:: SELECTED EXTRACT ::

Eliza Epstein, known for her elaborate fashion show dresses and what she described as her disturbingly loud voice while at Fieldston, has already started making a positive impact on the world.
After graduating from Fieldston in 2018, Epstein completed her undergraduate education at the University of Pennsylvania. She graduated last year, after majoring in biology and criminology. Her thesis was on the health care systems in prisons. She plans on attending Yale Medical School this upcoming fall; after years and years of schooling, however, she has decided to take a short break before attending medical school. So, taking a pause from learning in the more traditional sense, Epstein taught kindergarten at a school in Ghana for the past ten months.
Epstein states that her decision to teach abroad for the year was somewhat spontaneous. One of her favorite professors, Kobina Pfosu-Donkoh, is from Northern Ghana and started an elementary school in his home town in 2018. He retired from UPenn in 2022 to go back to Ghana and put all his energy into his school. Epstein approached him at the end of her senior year and offered to volunteer at his school for a few weeks. She said, “in turn he asked if I would be willing to come for the whole year.”

:::
:: AVAILABLE DATA ::

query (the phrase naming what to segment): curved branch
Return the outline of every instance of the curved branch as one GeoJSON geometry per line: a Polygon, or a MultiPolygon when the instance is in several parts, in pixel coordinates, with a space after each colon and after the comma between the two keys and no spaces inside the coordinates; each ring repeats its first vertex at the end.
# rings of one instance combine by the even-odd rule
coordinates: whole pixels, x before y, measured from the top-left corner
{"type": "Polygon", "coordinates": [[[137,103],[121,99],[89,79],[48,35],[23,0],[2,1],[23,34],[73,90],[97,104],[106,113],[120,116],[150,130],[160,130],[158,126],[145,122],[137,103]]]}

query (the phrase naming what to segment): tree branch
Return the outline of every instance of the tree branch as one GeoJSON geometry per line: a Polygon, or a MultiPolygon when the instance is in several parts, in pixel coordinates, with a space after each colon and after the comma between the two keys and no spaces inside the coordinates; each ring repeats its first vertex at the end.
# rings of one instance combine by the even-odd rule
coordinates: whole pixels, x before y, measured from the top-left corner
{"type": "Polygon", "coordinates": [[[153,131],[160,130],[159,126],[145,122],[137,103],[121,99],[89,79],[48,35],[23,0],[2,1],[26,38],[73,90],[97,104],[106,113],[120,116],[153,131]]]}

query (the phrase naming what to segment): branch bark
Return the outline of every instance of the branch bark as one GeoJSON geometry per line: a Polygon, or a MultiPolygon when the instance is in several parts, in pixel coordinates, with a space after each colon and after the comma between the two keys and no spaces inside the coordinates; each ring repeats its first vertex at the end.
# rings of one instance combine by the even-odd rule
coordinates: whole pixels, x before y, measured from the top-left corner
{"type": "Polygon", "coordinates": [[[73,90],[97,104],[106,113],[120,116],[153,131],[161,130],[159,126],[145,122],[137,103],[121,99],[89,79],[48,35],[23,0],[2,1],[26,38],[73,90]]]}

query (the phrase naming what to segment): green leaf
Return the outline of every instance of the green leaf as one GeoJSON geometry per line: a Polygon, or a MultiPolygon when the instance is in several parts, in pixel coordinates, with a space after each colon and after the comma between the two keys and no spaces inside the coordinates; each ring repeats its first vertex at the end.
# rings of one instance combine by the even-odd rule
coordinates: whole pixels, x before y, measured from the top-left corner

:::

TASKS TO COMPLETE ::
1/ In the profile of Eliza Epstein, what was the subject of her undergraduate thesis?
2/ Copy the passage from the profile of Eliza Epstein, starting at "After graduating from" and ending at "past ten months.".
Use only the text to answer.

LIST OF ANSWERS ::
1/ Her thesis was on the health care systems in prisons.

2/
After graduating from Fieldston in 2018, Epstein completed her undergraduate education at the University of Pennsylvania. She graduated last year, after majoring in biology and criminology. Her thesis was on the health care systems in prisons. She plans on attending Yale Medical School this upcoming fall; after years and years of schooling, however, she has decided to take a short break before attending medical school. So, taking a pause from learning in the more traditional sense, Epstein taught kindergarten at a school in Ghana for the past ten months.